(Records excerpted from a collection)

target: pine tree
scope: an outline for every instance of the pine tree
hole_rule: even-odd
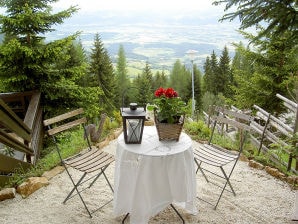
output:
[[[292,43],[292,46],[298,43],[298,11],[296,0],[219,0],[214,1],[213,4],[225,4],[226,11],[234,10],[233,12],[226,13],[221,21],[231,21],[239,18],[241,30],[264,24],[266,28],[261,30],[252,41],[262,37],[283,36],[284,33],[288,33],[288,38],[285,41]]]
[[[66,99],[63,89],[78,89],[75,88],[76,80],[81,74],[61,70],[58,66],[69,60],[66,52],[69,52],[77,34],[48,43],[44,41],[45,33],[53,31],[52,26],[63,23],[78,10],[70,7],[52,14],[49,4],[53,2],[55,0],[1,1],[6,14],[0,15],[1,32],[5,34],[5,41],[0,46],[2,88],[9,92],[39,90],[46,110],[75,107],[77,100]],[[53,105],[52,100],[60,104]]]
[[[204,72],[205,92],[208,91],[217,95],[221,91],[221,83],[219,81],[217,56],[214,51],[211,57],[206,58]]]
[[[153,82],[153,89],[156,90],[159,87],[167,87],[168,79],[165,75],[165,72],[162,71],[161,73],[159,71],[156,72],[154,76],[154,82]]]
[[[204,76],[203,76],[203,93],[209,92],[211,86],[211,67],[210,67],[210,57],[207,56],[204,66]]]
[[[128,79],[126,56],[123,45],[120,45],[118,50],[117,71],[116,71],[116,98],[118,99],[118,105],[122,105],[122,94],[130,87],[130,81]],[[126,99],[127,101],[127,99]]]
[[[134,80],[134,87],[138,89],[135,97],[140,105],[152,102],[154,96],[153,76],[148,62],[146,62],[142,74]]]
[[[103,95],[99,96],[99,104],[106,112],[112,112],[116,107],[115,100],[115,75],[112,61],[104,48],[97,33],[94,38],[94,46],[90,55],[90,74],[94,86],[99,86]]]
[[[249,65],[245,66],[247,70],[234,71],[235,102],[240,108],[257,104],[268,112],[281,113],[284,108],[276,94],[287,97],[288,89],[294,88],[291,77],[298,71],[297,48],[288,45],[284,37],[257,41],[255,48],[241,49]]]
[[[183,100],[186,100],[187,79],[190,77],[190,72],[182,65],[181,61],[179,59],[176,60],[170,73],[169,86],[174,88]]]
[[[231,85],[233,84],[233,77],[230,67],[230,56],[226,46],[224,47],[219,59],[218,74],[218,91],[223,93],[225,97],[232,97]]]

What is expected =
Each line of the data must be restated exactly, and the pictures must be left out.

Exercise solution =
target: pine tree
scope: an outline for every instance of the pine tree
hole_rule: even-odd
output:
[[[292,43],[292,46],[298,43],[298,11],[296,0],[219,0],[214,1],[213,4],[225,4],[226,11],[234,10],[233,12],[226,13],[221,21],[231,21],[239,18],[241,30],[264,24],[266,28],[261,30],[252,41],[262,37],[283,36],[284,33],[288,33],[288,38],[285,41]]]
[[[66,99],[63,89],[78,89],[75,88],[76,80],[81,74],[61,70],[58,66],[69,60],[66,52],[69,52],[77,34],[48,43],[44,41],[45,33],[53,31],[52,26],[63,23],[78,10],[70,7],[52,14],[49,4],[53,2],[55,0],[1,1],[6,14],[0,15],[1,32],[5,34],[5,41],[0,46],[2,88],[9,92],[39,90],[46,110],[75,107],[77,100]],[[53,105],[52,100],[60,104]]]
[[[204,72],[205,92],[208,91],[217,95],[221,91],[221,83],[219,81],[217,56],[214,51],[211,57],[206,58]]]
[[[153,82],[153,89],[156,90],[159,87],[167,87],[168,79],[165,75],[165,72],[162,71],[161,73],[159,71],[156,72],[154,76],[154,82]]]
[[[204,76],[203,76],[203,93],[209,92],[211,86],[211,67],[210,67],[210,57],[207,56],[204,66]]]
[[[128,79],[126,56],[123,45],[120,45],[118,50],[117,71],[116,71],[116,98],[118,99],[118,105],[122,105],[122,94],[130,87],[130,81]],[[126,99],[127,101],[127,99]]]
[[[134,80],[134,87],[138,89],[135,97],[140,105],[152,102],[154,96],[153,76],[148,62],[146,62],[142,74]]]
[[[103,95],[99,96],[99,104],[106,112],[112,112],[116,107],[115,100],[115,75],[112,61],[104,48],[97,33],[94,38],[94,46],[90,55],[90,74],[94,86],[99,86]]]
[[[249,65],[245,66],[247,70],[234,71],[235,102],[240,108],[257,104],[268,112],[281,113],[284,108],[276,94],[287,97],[288,89],[294,88],[291,77],[298,71],[297,48],[288,45],[284,37],[257,41],[255,48],[241,49]]]
[[[183,100],[186,100],[187,79],[190,77],[190,72],[182,65],[181,61],[179,59],[176,60],[170,73],[169,86],[174,88]]]
[[[231,85],[233,84],[233,77],[230,67],[230,56],[226,46],[224,47],[219,59],[218,74],[218,91],[223,93],[225,97],[232,97]]]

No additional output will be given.